** Opening Records for the task block **

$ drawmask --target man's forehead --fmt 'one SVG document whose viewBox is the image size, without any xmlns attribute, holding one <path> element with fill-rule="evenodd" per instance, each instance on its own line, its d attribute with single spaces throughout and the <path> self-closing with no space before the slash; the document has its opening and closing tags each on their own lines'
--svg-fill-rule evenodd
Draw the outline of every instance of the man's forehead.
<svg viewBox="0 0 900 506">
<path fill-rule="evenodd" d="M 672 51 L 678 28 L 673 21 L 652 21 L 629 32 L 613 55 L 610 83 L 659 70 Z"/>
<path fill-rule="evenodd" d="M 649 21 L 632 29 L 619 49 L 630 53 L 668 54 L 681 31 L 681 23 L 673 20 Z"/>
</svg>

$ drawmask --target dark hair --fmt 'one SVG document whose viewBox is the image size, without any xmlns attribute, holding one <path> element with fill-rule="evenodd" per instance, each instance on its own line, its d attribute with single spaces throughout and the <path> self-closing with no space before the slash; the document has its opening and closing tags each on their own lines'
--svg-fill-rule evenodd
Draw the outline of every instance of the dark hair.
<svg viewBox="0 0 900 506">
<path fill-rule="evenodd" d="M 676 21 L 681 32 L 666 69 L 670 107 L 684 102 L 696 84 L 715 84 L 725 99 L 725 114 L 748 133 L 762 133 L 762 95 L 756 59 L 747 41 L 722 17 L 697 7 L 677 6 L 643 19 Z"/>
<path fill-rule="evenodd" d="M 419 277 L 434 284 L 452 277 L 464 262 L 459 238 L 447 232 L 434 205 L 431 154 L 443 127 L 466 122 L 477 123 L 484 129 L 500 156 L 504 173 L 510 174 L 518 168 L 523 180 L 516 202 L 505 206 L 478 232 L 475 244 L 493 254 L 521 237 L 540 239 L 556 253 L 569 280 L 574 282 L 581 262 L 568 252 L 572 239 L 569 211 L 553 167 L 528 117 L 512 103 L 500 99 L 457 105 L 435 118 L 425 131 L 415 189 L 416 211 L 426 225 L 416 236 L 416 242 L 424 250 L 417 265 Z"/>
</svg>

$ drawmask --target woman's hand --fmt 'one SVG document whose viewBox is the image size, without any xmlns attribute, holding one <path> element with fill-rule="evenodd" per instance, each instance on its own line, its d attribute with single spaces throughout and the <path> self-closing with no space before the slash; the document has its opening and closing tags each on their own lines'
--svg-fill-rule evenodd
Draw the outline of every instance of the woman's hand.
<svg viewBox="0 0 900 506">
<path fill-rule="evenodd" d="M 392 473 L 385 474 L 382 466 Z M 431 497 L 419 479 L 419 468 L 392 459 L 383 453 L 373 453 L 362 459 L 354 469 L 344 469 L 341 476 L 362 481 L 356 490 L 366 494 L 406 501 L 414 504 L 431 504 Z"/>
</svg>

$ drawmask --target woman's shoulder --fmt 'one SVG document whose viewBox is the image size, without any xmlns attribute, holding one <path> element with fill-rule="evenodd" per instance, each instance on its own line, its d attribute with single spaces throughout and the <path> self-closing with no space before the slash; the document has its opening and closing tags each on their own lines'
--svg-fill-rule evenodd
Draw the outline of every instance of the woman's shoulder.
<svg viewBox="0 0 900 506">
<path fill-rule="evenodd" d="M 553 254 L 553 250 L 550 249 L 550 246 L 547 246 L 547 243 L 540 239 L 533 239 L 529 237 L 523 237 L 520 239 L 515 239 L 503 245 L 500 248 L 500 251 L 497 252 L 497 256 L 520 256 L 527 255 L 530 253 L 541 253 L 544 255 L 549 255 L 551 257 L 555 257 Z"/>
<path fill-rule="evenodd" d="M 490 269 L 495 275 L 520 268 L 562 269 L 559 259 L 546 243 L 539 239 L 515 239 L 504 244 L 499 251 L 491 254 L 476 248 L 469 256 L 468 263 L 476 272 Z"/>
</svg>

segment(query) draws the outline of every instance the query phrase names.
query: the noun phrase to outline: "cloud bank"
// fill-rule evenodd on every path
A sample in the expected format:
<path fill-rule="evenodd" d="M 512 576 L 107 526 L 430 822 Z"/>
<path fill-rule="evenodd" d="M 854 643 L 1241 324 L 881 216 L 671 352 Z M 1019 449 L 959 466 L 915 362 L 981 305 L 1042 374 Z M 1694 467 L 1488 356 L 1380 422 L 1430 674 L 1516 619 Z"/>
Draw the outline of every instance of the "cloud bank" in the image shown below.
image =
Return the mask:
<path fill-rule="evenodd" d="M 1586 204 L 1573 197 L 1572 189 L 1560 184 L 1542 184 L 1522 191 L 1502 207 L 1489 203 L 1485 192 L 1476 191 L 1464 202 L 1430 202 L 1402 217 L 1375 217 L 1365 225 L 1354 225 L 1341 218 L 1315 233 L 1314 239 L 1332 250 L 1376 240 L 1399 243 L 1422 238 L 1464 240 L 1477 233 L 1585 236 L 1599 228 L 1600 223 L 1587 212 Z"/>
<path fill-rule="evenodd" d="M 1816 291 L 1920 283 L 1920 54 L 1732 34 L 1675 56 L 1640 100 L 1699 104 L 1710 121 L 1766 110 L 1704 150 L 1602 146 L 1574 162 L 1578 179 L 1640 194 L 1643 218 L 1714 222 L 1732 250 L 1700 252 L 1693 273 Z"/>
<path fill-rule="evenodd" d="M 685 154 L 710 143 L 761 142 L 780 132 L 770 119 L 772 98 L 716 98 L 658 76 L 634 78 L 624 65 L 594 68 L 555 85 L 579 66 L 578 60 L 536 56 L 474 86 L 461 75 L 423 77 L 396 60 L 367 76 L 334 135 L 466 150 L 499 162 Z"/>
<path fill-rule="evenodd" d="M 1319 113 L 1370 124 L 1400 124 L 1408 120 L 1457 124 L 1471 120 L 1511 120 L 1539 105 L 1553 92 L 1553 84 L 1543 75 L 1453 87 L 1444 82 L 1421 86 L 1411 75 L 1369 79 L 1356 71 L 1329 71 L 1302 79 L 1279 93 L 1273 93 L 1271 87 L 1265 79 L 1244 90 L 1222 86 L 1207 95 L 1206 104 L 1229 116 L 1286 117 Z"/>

** Closing Records for the task block **

Task prompt:
Could you write out all the records exactly, please?

Expected answer:
$ drawmask --target man's forehead --fmt 'one SVG document whose viewBox is the image size, without any xmlns attribute, holding one <path> element with fill-rule="evenodd" per instance, each instance on its own line, its d attribute with single spaces throughout and the <path> self-closing with no space before the slash; the document has its opening and closing tags each on their own lines'
--svg-fill-rule evenodd
Draw the outline of every instance of the man's forehead.
<svg viewBox="0 0 900 506">
<path fill-rule="evenodd" d="M 672 51 L 678 28 L 673 21 L 652 21 L 629 32 L 613 55 L 610 83 L 659 70 Z"/>
<path fill-rule="evenodd" d="M 649 21 L 632 29 L 619 49 L 630 53 L 668 54 L 681 31 L 681 23 L 673 20 Z"/>
</svg>

$ drawmask --target dark hair --fmt 'one SVG document whose viewBox is the image size, without any xmlns attribute, holding one <path> element with fill-rule="evenodd" per instance, each instance on its own line, its d attribute with single spaces throughout and the <path> self-closing with no space before the slash; the document has its opening and closing tags each on their own lines'
--svg-fill-rule evenodd
Draw the outline of every instance of the dark hair.
<svg viewBox="0 0 900 506">
<path fill-rule="evenodd" d="M 676 21 L 681 32 L 666 69 L 670 107 L 684 102 L 696 84 L 715 84 L 725 99 L 725 114 L 748 133 L 762 133 L 762 95 L 756 59 L 747 41 L 722 17 L 697 7 L 677 6 L 643 19 Z"/>
<path fill-rule="evenodd" d="M 419 277 L 434 284 L 452 277 L 464 262 L 459 238 L 447 232 L 434 205 L 431 154 L 443 127 L 466 122 L 477 123 L 484 129 L 500 156 L 504 173 L 510 174 L 518 168 L 523 180 L 516 202 L 505 206 L 478 232 L 475 244 L 493 254 L 521 237 L 540 239 L 556 253 L 569 280 L 574 282 L 581 262 L 568 252 L 572 239 L 569 211 L 553 167 L 528 117 L 512 103 L 500 99 L 457 105 L 435 118 L 425 131 L 415 189 L 416 211 L 426 225 L 416 236 L 416 242 L 424 250 L 417 265 Z"/>
</svg>

$ drawmask --target woman's hand --fmt 'one SVG document whose viewBox is the image size, without any xmlns attribute, holding one <path> element with fill-rule="evenodd" per instance, each instance on its own line, its d attribute with single spaces throughout and the <path> self-closing with no space before the slash; the document has its opening and closing tags each on their own lines'
--svg-fill-rule evenodd
Draw the outline of every instance of the woman's hand.
<svg viewBox="0 0 900 506">
<path fill-rule="evenodd" d="M 392 473 L 385 474 L 382 466 Z M 431 497 L 419 479 L 419 468 L 392 459 L 383 453 L 373 453 L 362 459 L 354 469 L 344 469 L 341 476 L 362 481 L 356 490 L 366 494 L 406 501 L 414 504 L 431 504 Z"/>
</svg>

$ drawmask --target woman's shoulder --fmt 'one SVG document whose viewBox is the image size, without any xmlns attribute, holding one <path> element with fill-rule="evenodd" per instance, each instance on its own line, its d attribute with single spaces throughout and the <path> self-closing with no space before the slash; the document has its opening and closing tags each on their own lines'
--svg-fill-rule evenodd
Draw the outline of every instance of the woman's shoulder.
<svg viewBox="0 0 900 506">
<path fill-rule="evenodd" d="M 553 254 L 553 250 L 550 249 L 550 246 L 547 246 L 547 243 L 540 239 L 533 239 L 529 237 L 523 237 L 520 239 L 515 239 L 503 245 L 500 248 L 500 251 L 497 252 L 497 256 L 520 256 L 527 255 L 530 253 L 541 253 L 544 255 L 549 255 L 551 257 L 555 257 Z"/>
<path fill-rule="evenodd" d="M 490 269 L 495 275 L 520 268 L 562 269 L 559 259 L 546 243 L 539 239 L 515 239 L 504 244 L 499 251 L 491 254 L 476 248 L 469 256 L 468 263 L 476 272 Z"/>
</svg>

segment(query) draws the outline of every instance the query phrase names.
query: the noun phrase to outline: "cloud bank"
// fill-rule evenodd on every path
A sample in the expected format:
<path fill-rule="evenodd" d="M 512 576 L 107 526 L 430 822 Z"/>
<path fill-rule="evenodd" d="M 854 643 L 1241 324 L 881 216 L 671 352 Z M 1019 449 L 959 466 L 915 362 L 981 305 L 1042 374 Z M 1694 467 L 1488 356 L 1380 422 L 1430 674 L 1516 619 Z"/>
Draw the outline of every instance of the "cloud bank" in the image shown below.
image =
Return the mask:
<path fill-rule="evenodd" d="M 1586 204 L 1573 197 L 1572 189 L 1560 184 L 1542 184 L 1522 191 L 1502 207 L 1489 203 L 1485 192 L 1476 191 L 1464 202 L 1430 202 L 1402 217 L 1375 217 L 1365 225 L 1354 225 L 1341 218 L 1315 233 L 1314 239 L 1332 250 L 1376 240 L 1399 243 L 1422 238 L 1464 240 L 1477 233 L 1585 236 L 1599 228 L 1600 223 L 1587 212 Z"/>
<path fill-rule="evenodd" d="M 1816 291 L 1920 283 L 1920 54 L 1732 34 L 1675 56 L 1640 100 L 1699 104 L 1710 121 L 1766 110 L 1704 150 L 1602 146 L 1574 162 L 1578 179 L 1640 194 L 1643 218 L 1714 222 L 1732 250 L 1700 252 L 1693 273 Z"/>
<path fill-rule="evenodd" d="M 685 154 L 710 143 L 761 142 L 780 132 L 770 119 L 772 98 L 716 98 L 658 76 L 634 78 L 624 65 L 594 68 L 555 85 L 579 66 L 578 60 L 536 56 L 474 86 L 461 75 L 423 77 L 396 60 L 367 76 L 334 135 L 466 150 L 499 162 Z"/>
<path fill-rule="evenodd" d="M 1319 113 L 1370 124 L 1400 124 L 1408 120 L 1457 124 L 1471 120 L 1511 120 L 1539 105 L 1553 92 L 1553 84 L 1543 75 L 1453 87 L 1444 82 L 1421 86 L 1411 75 L 1369 79 L 1356 71 L 1329 71 L 1302 79 L 1279 93 L 1273 93 L 1271 87 L 1265 79 L 1244 90 L 1222 86 L 1207 95 L 1206 104 L 1229 116 L 1286 117 Z"/>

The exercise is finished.